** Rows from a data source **
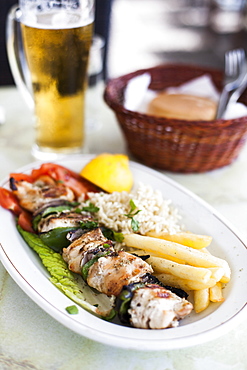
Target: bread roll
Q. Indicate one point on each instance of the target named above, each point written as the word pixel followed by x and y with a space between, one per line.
pixel 181 106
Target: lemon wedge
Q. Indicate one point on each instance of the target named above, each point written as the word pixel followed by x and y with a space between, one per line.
pixel 110 172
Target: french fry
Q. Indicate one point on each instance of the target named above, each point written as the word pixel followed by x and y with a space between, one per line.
pixel 201 300
pixel 162 265
pixel 141 252
pixel 186 238
pixel 163 247
pixel 215 293
pixel 175 281
pixel 217 273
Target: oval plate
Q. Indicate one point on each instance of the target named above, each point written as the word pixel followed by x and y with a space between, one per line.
pixel 26 269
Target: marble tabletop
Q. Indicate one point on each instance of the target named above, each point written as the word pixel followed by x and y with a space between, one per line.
pixel 31 339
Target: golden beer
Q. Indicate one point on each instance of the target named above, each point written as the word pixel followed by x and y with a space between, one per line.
pixel 57 59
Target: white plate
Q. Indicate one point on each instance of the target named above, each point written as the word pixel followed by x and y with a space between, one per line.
pixel 25 268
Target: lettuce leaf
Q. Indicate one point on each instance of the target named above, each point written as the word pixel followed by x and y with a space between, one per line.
pixel 72 285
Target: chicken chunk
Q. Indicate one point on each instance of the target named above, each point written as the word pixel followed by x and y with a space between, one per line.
pixel 109 274
pixel 75 255
pixel 154 307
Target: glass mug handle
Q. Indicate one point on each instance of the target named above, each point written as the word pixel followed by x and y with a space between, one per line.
pixel 16 57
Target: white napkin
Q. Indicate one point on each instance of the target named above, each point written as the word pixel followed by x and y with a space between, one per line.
pixel 138 95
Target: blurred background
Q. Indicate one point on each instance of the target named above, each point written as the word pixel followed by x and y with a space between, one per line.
pixel 144 33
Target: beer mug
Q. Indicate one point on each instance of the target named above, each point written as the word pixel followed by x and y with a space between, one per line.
pixel 48 45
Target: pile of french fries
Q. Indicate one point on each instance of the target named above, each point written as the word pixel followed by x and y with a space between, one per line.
pixel 183 261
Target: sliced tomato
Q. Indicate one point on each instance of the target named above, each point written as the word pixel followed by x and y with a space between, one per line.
pixel 69 178
pixel 21 177
pixel 25 221
pixel 9 201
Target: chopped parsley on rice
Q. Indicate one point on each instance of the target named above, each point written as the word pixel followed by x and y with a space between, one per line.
pixel 156 213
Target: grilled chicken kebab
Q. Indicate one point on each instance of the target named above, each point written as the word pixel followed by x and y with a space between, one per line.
pixel 141 298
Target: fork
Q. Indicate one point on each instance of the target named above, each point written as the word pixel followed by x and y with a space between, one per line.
pixel 234 75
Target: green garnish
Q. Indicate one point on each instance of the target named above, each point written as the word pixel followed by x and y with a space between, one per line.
pixel 72 310
pixel 91 208
pixel 133 212
pixel 112 235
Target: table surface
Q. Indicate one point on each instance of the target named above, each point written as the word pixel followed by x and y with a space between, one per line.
pixel 31 339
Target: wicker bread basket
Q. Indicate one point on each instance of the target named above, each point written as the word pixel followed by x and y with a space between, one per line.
pixel 171 144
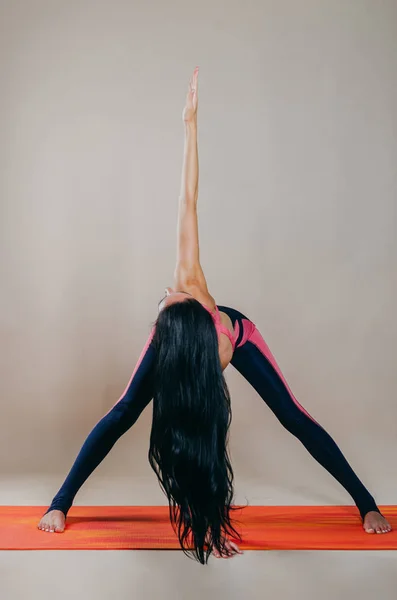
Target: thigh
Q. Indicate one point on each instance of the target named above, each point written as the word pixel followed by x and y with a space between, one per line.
pixel 254 360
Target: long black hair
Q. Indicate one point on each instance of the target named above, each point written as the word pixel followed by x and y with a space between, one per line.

** Problem details **
Write every line of the rows above as a JSON list of strings, one string per line, skipping blank lines. Omit the pictures.

** Full output **
[
  "Target: bread roll",
  "Q. Indicate one point on each instance of the target named above, each point written as the word pixel followed by x and y with a space between, one per line.",
  "pixel 181 106",
  "Target: lemon wedge",
  "Q. Indicate one point on each instance of the target named above, each point written as the word pixel followed by x and y with a space between, one per line.",
  "pixel 110 172",
  "Target: french fry",
  "Q. Indicate one point on each instance of the target named above, each point written as the word pixel followed by x and y with a space between, one per line.",
  "pixel 201 300",
  "pixel 162 265",
  "pixel 141 252",
  "pixel 186 238",
  "pixel 163 247",
  "pixel 215 293",
  "pixel 175 281",
  "pixel 217 273",
  "Target: oval plate",
  "Q. Indicate one point on each instance of the target named above, each point written as the word pixel followed by x and y with a space between, one per line.",
  "pixel 26 269",
  "Target: marble tabletop",
  "Q. Indicate one point on each instance of the target named above, each point written as the word pixel followed by x and y with a space between, one per line.",
  "pixel 31 339",
  "Target: golden beer",
  "Q. Indicate one point on each instance of the target named above, each point written as the word pixel followed by x and y with a space between, one per line.",
  "pixel 57 59",
  "Target: white plate",
  "Q. Indicate one point on each instance of the target named above, each point written as the word pixel followed by x and y with a space between, one per line.",
  "pixel 25 268",
  "Target: lettuce leaf",
  "Q. Indicate one point on each instance of the target named above, each point written as the word pixel followed by x and y with a space between, one per line.",
  "pixel 72 285",
  "Target: chicken chunk",
  "Q. Indicate one point on each instance of the target named above, each point written as the word pixel followed by x and y with a space between, one per line.",
  "pixel 109 274",
  "pixel 75 255",
  "pixel 154 307",
  "Target: glass mug handle",
  "Q. Indicate one point on each instance of the target named above, each point written as the word pixel followed by x and y with a space between, one per line.",
  "pixel 16 57",
  "Target: white napkin",
  "Q. Indicate one point on each instance of the target named above, each point written as the word pixel followed by x and y with a space between, one per line.",
  "pixel 138 95",
  "Target: blurred background",
  "Q. Indicate one point on each instance of the target named above, each point written as the word pixel followed by x and y with a space between, one per line.",
  "pixel 144 33",
  "Target: beer mug",
  "Q. Indicate one point on each instance of the target named above, each point written as the word pixel followed by x and y with a space between, one per line.",
  "pixel 48 45",
  "Target: pile of french fries",
  "Q. Indicate one point on each instance of the target named above, each point written as the word pixel followed by x and y with a space between, one per line.",
  "pixel 183 261",
  "Target: sliced tomato",
  "Q. Indicate one point on each instance of the target named above, each point written as the word pixel followed by x and y with a space between, one per line.",
  "pixel 69 178",
  "pixel 21 177",
  "pixel 25 221",
  "pixel 9 201",
  "Target: chopped parsley on rice",
  "Q. Indicate one point on each instance of the target named above, each point written as the word pixel followed by x and y with a space between, one per line.",
  "pixel 156 213",
  "Target: grilled chicken kebab",
  "Q. Indicate one point on each instance of the target named above, each point written as the word pixel followed by x and y with a space between, one per line.",
  "pixel 141 298",
  "Target: fork",
  "Q. Indicate one point on each instance of the target named above, each point written as the word pixel followed by x and y with a space between, one per line.",
  "pixel 234 75",
  "Target: green garnish",
  "Q. Indicate one point on each instance of the target named above, each point written as the word pixel followed by x and y with a space between, one per line.",
  "pixel 72 310",
  "pixel 91 208",
  "pixel 133 212",
  "pixel 112 235",
  "Target: table surface",
  "Q. Indicate one point on each instance of the target named above, each point written as the word pixel followed by x and y with a space between, one per line.",
  "pixel 31 339",
  "Target: wicker bread basket",
  "Q. Indicate one point on each instance of the target named above, each point written as the word pixel followed by x and y with a space between, one per line.",
  "pixel 171 144",
  "Target: thigh",
  "Q. Indicate one point on each instance of the target named above, each point written as the word pixel followed by x and y with a space between, one per line.",
  "pixel 254 360",
  "Target: long black hair",
  "Q. Indicate one point on each instance of the target named above, each point written as the word pixel followed by x and y with a space between, one per line."
]